» **CONSIGNES**
a - Répondez à ces questions à l'aide du texte sur le jour de carence dans la fonction publique :
(i) Quel délai de carence est imposé aux salariés du secteur privé ?
(ii) De quelle date est la circulaire d'application qui précise l'article 105 ?
(iii) Sur quels deux arguments le Président du conseil général du Val-de-Marne appuie-t-il sa décision ?
b - Recopiez le passage du texte sur le jour de carence dans la fonction publique compris entre « Mme Catherine Procaccia » et « 24 février 2012. », inclus.
c - Rédigez la suite du texte sur le jour de carence dans la fonction publique, à partir de l'endroit où il s'arrête.

» **TEXTE ÉTUDIÉ**
Mme Catherine Procaccia attire l'attention de Mme la ministre de la réforme de l'État, de la décentralisation et de la fonction publique sur la décision du Président du conseil général du Val-de-Marne de refuser d'appliquer l'article 105 de la loi n° 2011-1977 du 28 décembre 2011 qui prévoit le non-versement aux agents publics civils et militaires de la rémunération au titre du premier jour de congé de maladie. Cette disposition législative entrée en vigueur au 1er janvier 2012 est précisée dans la circulaire d'application du 24 février 2012.
Dans un souci de redressement des comptes de l'assurance maladie et d'égalité professionnelle entre la fonction publique et le secteur privé (pour lequel un délai de carence de trois jours est imposé aux salariés), le Gouvernement précédent avait mis en place dans la loi de finances cette disposition pour les fonctionnaires des trois fonctions publiques.
Le Président du conseil général du Val-de-Marne justifie sa décision par deux arguments : une opposition des agents de sa collectivité et la réponse du conseiller de Matignon prétendant que les collectivités auraient le choix de ne pas appliquer la journée de carence. Pourtant, le caractère supposément optionnel de ce jour de carence n'apparaît pas de manière explicite à la lecture de l'article. Si une modification de l'application de l'article 105 est intervenue, elle voudrait être informée de sa date d'entrée en vigueur et de ses conditions d'exécution.

[Données enregistrées]
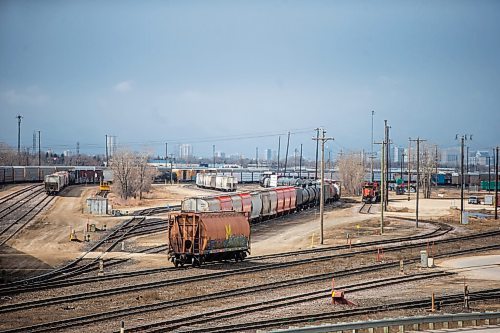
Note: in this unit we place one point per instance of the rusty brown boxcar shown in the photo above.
(195, 238)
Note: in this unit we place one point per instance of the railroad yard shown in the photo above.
(123, 272)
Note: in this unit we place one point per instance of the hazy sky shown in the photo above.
(193, 71)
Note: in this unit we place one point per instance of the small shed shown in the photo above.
(98, 206)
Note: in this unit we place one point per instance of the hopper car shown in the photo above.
(55, 182)
(216, 182)
(195, 238)
(264, 204)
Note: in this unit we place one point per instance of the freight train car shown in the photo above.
(371, 192)
(216, 182)
(264, 204)
(195, 238)
(55, 182)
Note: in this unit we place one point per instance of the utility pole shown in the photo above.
(436, 162)
(34, 142)
(317, 147)
(372, 156)
(39, 150)
(323, 139)
(78, 153)
(279, 148)
(213, 151)
(463, 138)
(166, 153)
(402, 162)
(418, 140)
(382, 183)
(489, 173)
(382, 187)
(286, 154)
(496, 184)
(467, 159)
(19, 117)
(409, 167)
(300, 162)
(107, 157)
(171, 169)
(257, 156)
(387, 165)
(39, 158)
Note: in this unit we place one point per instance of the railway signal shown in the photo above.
(463, 138)
(417, 140)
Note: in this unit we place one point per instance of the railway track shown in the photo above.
(20, 209)
(156, 210)
(162, 305)
(196, 299)
(13, 228)
(55, 283)
(365, 208)
(16, 203)
(423, 303)
(18, 193)
(48, 283)
(72, 268)
(279, 302)
(217, 275)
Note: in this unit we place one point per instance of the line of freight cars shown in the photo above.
(218, 227)
(216, 182)
(55, 182)
(264, 204)
(25, 174)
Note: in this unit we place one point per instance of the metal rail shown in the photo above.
(421, 303)
(365, 208)
(278, 302)
(433, 319)
(194, 300)
(19, 203)
(40, 205)
(165, 283)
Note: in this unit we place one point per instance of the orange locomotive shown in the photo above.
(371, 192)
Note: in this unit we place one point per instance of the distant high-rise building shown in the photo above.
(482, 157)
(269, 155)
(111, 143)
(185, 151)
(450, 156)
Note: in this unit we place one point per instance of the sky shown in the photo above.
(239, 73)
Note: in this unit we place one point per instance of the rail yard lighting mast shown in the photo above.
(496, 183)
(323, 139)
(418, 140)
(463, 138)
(382, 183)
(372, 156)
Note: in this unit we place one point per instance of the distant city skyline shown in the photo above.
(237, 74)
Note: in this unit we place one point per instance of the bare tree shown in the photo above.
(8, 156)
(143, 174)
(122, 165)
(427, 167)
(351, 172)
(132, 175)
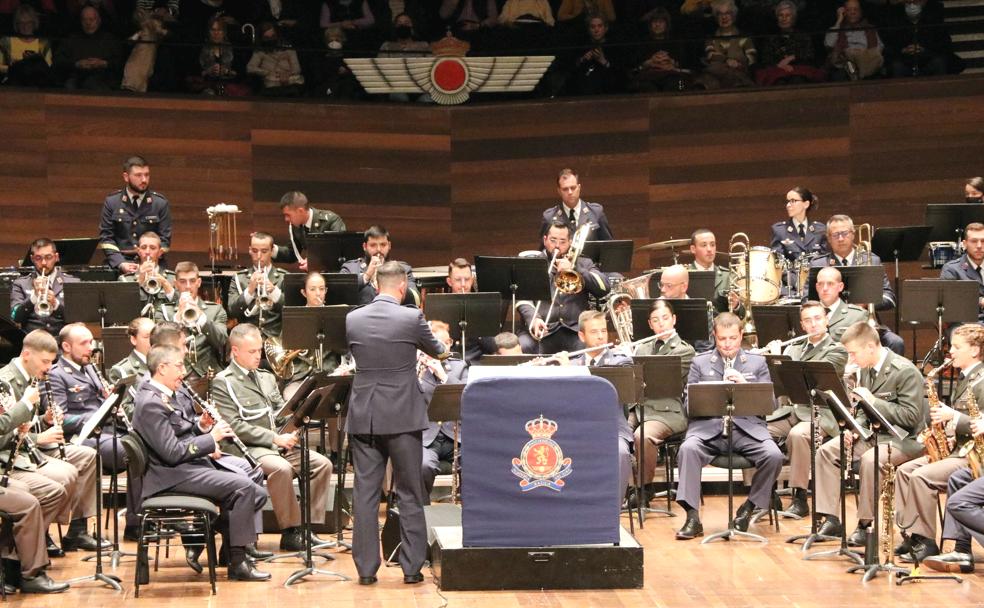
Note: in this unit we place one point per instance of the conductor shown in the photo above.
(387, 414)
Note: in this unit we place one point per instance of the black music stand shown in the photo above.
(610, 256)
(111, 303)
(661, 379)
(776, 322)
(329, 250)
(514, 278)
(477, 312)
(938, 301)
(871, 566)
(694, 317)
(836, 399)
(343, 288)
(316, 328)
(727, 400)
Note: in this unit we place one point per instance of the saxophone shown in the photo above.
(934, 436)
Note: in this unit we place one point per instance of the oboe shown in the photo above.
(212, 411)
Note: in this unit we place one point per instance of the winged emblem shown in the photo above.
(448, 76)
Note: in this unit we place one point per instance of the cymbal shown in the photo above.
(660, 246)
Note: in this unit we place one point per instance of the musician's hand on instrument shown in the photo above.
(286, 441)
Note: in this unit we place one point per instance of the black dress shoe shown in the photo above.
(692, 528)
(53, 549)
(951, 562)
(41, 584)
(246, 571)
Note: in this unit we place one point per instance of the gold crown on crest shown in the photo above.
(541, 428)
(449, 46)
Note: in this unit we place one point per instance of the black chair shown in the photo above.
(167, 516)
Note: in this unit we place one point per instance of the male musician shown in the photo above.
(792, 421)
(559, 332)
(66, 488)
(663, 417)
(149, 253)
(302, 220)
(438, 438)
(894, 385)
(705, 436)
(575, 212)
(249, 399)
(130, 212)
(840, 234)
(387, 414)
(28, 292)
(703, 246)
(256, 295)
(182, 455)
(919, 482)
(376, 244)
(206, 321)
(968, 266)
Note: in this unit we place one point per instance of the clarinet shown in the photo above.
(212, 411)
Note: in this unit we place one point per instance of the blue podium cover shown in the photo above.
(540, 467)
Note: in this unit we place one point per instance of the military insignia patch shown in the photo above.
(541, 463)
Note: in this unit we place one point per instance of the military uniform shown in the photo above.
(249, 403)
(211, 333)
(321, 221)
(562, 327)
(587, 212)
(123, 221)
(245, 308)
(22, 308)
(792, 421)
(367, 292)
(898, 390)
(63, 488)
(664, 417)
(919, 482)
(787, 242)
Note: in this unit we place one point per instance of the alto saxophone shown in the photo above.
(934, 436)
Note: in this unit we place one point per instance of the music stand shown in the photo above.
(693, 320)
(463, 312)
(661, 379)
(836, 400)
(776, 322)
(343, 288)
(877, 422)
(727, 400)
(610, 256)
(938, 301)
(514, 278)
(113, 303)
(316, 328)
(329, 250)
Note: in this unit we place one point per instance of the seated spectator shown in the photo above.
(90, 59)
(855, 49)
(788, 56)
(729, 55)
(520, 12)
(216, 59)
(917, 43)
(25, 59)
(600, 69)
(668, 60)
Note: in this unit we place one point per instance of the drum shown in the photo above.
(766, 276)
(941, 252)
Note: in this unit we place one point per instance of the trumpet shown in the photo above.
(43, 308)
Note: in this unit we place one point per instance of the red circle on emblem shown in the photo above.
(449, 75)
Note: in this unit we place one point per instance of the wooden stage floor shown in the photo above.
(726, 574)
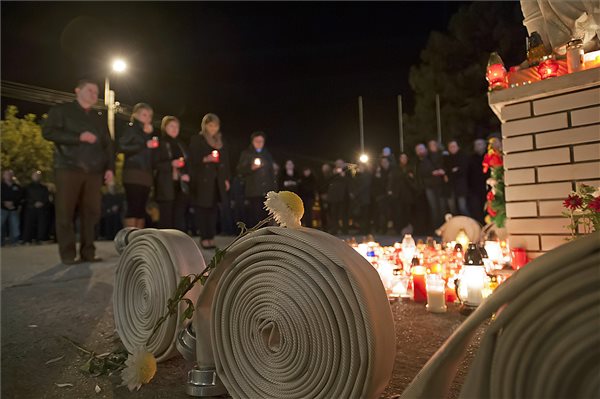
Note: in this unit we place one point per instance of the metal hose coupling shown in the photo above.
(202, 383)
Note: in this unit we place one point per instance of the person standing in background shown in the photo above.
(12, 197)
(403, 188)
(289, 179)
(476, 181)
(307, 190)
(338, 194)
(256, 167)
(138, 144)
(211, 176)
(171, 180)
(83, 157)
(456, 164)
(37, 198)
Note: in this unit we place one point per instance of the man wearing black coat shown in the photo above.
(256, 168)
(456, 165)
(37, 198)
(83, 158)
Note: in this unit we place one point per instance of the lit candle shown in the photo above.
(436, 302)
(419, 284)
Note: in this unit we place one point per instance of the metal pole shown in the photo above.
(111, 113)
(362, 129)
(400, 124)
(439, 119)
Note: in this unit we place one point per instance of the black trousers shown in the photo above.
(206, 219)
(36, 224)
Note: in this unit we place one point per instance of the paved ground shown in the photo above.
(43, 300)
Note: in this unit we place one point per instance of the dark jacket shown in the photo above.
(64, 125)
(208, 179)
(36, 192)
(132, 143)
(165, 187)
(456, 166)
(425, 168)
(288, 183)
(361, 188)
(403, 185)
(307, 188)
(11, 193)
(339, 187)
(260, 181)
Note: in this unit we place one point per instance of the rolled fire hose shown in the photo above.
(151, 265)
(295, 313)
(544, 341)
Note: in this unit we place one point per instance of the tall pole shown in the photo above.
(400, 124)
(362, 128)
(439, 119)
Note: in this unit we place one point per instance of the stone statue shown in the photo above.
(558, 21)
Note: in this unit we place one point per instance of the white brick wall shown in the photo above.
(551, 142)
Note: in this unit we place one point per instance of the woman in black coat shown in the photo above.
(256, 168)
(210, 174)
(171, 180)
(138, 144)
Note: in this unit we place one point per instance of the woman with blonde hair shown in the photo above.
(138, 143)
(210, 172)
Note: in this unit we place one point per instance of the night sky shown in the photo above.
(294, 70)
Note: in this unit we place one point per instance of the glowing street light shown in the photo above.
(119, 65)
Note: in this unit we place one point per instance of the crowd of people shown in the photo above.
(169, 183)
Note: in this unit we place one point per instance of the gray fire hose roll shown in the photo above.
(151, 265)
(544, 341)
(296, 314)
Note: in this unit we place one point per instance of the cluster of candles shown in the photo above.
(437, 274)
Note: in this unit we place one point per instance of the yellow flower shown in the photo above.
(141, 367)
(286, 208)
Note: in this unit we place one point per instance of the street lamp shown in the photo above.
(118, 66)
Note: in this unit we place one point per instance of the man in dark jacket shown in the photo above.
(338, 194)
(476, 181)
(37, 199)
(456, 164)
(83, 158)
(256, 168)
(12, 197)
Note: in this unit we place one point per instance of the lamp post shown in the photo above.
(118, 66)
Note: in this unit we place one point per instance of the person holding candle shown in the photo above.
(171, 180)
(256, 167)
(209, 158)
(138, 143)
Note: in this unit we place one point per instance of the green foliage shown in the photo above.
(453, 65)
(23, 147)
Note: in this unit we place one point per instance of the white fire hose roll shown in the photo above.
(544, 341)
(296, 313)
(149, 270)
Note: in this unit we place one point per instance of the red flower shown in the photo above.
(595, 205)
(492, 159)
(573, 202)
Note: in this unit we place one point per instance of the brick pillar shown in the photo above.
(551, 140)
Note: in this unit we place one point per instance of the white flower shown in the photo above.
(286, 208)
(141, 367)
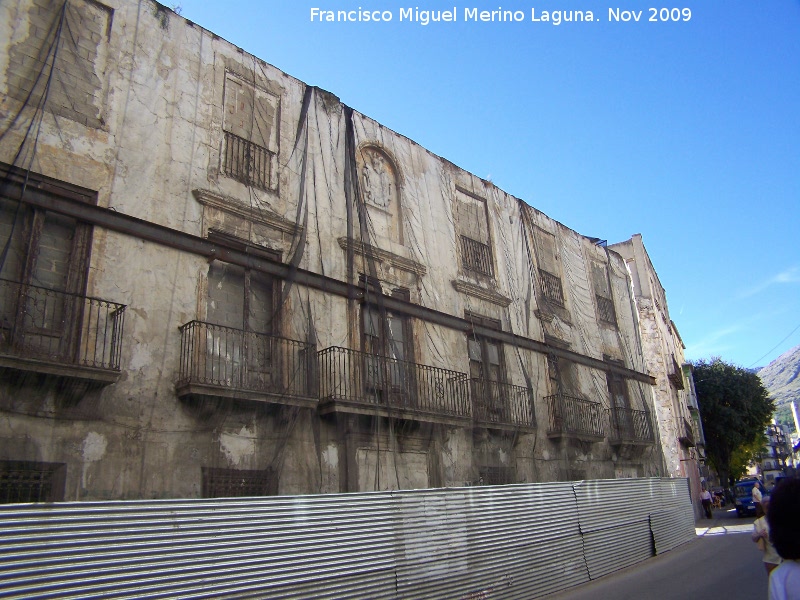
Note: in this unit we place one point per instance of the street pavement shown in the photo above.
(722, 562)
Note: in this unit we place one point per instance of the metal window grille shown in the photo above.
(551, 287)
(605, 307)
(476, 256)
(496, 475)
(30, 482)
(247, 162)
(236, 483)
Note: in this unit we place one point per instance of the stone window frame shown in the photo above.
(31, 481)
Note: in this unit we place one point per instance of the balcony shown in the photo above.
(575, 418)
(65, 335)
(247, 162)
(630, 426)
(551, 287)
(498, 405)
(359, 383)
(224, 362)
(686, 435)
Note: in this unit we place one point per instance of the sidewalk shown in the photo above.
(722, 562)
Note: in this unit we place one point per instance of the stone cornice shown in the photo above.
(233, 206)
(395, 260)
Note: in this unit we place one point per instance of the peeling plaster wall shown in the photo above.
(662, 345)
(158, 155)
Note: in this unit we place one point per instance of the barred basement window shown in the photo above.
(23, 481)
(237, 483)
(551, 287)
(496, 475)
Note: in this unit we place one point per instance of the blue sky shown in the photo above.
(687, 131)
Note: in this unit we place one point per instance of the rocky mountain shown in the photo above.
(782, 378)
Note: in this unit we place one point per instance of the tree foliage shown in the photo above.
(735, 408)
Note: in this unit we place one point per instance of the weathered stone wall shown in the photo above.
(150, 135)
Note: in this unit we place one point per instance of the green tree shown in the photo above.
(735, 408)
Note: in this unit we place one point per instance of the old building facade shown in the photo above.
(218, 281)
(677, 410)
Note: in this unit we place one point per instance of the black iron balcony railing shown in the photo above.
(247, 162)
(551, 287)
(476, 255)
(501, 403)
(574, 417)
(359, 378)
(628, 425)
(231, 360)
(59, 328)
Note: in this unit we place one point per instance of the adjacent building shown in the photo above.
(776, 460)
(677, 410)
(217, 280)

» **RÉPONSES AUX EXERCICES**
a -
(i) Un délai de carence de trois jours.
(ii) Du 24 février 2012.
(iii) Il s'appuie sur l'opposition des agents de sa collectivité et sur la réponse du conseiller de Matignon, selon laquelle les collectivités auraient le choix de ne pas appliquer la journée de carence.

b -
Mme Catherine Procaccia attire l'attention de Mme la ministre de la réforme de l'État, de la décentralisation et de la fonction publique sur la décision du Président du conseil général du Val-de-Marne de refuser d'appliquer l'article 105 de la loi n° 2011-1977 du 28 décembre 2011 qui prévoit le non-versement aux agents publics civils et militaires de la rémunération au titre du premier jour de congé de maladie. Cette disposition législative entrée en vigueur au 1er janvier 2012 est précisée dans la circulaire d'application du 24 février 2012.

c -
Sinon le Gouvernement peut-il apporter des précisions sur les mesures qui seront prises pour s'assurer du respect de la loi car cette situation crée une rupture d'égalité au sein même de la fonction publique. Selon l'article 21 de la Constitution, le Premier ministre assure l'exécution des lois. Enfin peut-il lui être indiqué si d'autres collectivités se refusent également à appliquer cette disposition.
Mme Catherine Procaccia. Madame la ministre, je veux attirer votre attention sur la décision du président du conseil général du Val-de-Marne de ne pas appliquer, depuis le mois de juillet 2012, l'article 105 de la loi de finances n° 2011-1977 du 28 décembre 2011, qui prévoit le non-versement aux agents publics civils de la rémunération au titre du premier jour de congé de maladie. Cette disposition législative est pourtant entrée en vigueur au 1erjanvier 2012 et précisée dans la circulaire d'application du 24 février 2012.
En effet, dans un souci de redressement des comptes de l'assurance maladie et d'égalité professionnelle entre la fonction publique et le secteur privé, secteur dans lequel un délai de carence de trois jours est imposé aux salariés, le gouvernement précédent avait mis en place la disposition pour les fonctionnaires des trois fonctions publiques.
Récemment, vous avez proposé la suppression de ce jour de carence, mesure qui, pour être effective, devra figurer dans une prochaine loi de finances, puisque seule une loi peut en abroger une autre. En attendant, les dispositions en vigueur me paraissent devoir être respectées. Par conséquent, le versement d'une indemnité de compensation me semble demeurer une infraction.
Dans votre réponse apportée à la question écrite de notre collègue Jacques Mézard, publiée au Journal officieldu 8 novembre 2012, vous avez clairement précisé que la journée de carence s'appliquait bien aux trois fonctions publiques et que les modalités d'application de cette disposition étaient précisées dans la circulaire du 24 février 2012.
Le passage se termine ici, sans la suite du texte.